▶ [PROVIDED RECORDS]:
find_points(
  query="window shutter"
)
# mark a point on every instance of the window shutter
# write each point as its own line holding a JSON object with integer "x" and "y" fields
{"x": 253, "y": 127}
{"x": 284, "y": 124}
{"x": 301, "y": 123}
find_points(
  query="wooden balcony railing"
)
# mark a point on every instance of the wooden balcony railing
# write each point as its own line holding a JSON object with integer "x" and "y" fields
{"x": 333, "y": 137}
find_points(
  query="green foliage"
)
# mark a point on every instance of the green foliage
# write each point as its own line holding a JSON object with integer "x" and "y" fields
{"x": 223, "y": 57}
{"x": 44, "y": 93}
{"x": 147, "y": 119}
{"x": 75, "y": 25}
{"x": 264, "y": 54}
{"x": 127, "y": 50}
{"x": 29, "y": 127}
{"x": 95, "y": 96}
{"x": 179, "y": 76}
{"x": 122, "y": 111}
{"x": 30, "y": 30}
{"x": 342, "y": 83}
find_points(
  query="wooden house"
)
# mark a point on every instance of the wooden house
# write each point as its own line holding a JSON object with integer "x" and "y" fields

...

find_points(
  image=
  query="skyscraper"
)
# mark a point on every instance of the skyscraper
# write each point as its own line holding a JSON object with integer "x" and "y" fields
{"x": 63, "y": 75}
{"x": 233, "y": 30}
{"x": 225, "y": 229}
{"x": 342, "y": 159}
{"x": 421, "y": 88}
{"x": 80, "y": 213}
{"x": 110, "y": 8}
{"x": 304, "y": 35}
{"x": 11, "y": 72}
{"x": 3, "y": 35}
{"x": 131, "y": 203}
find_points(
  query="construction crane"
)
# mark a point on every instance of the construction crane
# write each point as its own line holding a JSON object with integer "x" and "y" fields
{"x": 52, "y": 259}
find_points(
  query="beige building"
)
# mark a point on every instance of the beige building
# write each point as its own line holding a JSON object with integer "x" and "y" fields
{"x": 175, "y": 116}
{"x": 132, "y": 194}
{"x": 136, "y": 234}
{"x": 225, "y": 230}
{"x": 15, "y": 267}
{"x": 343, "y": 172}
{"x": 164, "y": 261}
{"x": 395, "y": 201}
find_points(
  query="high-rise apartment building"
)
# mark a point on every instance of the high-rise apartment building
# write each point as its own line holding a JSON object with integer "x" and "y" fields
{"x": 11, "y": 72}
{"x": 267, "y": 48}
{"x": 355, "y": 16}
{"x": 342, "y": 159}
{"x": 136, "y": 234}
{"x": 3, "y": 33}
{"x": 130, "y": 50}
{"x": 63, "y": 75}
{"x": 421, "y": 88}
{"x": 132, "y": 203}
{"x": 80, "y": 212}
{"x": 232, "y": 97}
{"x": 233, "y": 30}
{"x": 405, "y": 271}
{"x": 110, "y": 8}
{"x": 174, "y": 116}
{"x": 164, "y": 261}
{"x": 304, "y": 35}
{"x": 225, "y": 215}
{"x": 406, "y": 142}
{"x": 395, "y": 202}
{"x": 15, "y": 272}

--

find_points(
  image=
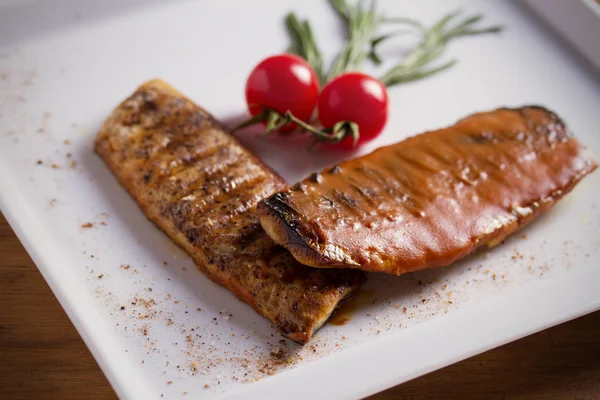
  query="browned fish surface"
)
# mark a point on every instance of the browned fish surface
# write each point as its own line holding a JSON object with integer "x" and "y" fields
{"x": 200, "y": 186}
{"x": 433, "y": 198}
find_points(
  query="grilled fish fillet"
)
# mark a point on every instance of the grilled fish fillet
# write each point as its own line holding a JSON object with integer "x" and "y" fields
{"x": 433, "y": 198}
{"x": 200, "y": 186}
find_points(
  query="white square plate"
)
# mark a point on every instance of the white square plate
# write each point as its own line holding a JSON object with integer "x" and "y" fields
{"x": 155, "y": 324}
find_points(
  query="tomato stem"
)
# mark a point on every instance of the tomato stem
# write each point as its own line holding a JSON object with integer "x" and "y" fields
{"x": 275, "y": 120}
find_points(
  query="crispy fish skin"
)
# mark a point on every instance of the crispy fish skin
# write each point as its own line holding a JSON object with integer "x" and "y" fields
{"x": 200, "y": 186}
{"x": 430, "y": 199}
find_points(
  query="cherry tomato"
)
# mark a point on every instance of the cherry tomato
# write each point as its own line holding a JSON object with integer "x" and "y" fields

▶ [TASK DETAILS]: How many lines in the records above contain the string "building"? Reply with the number alone.

▶ [TASK OUTPUT]: 4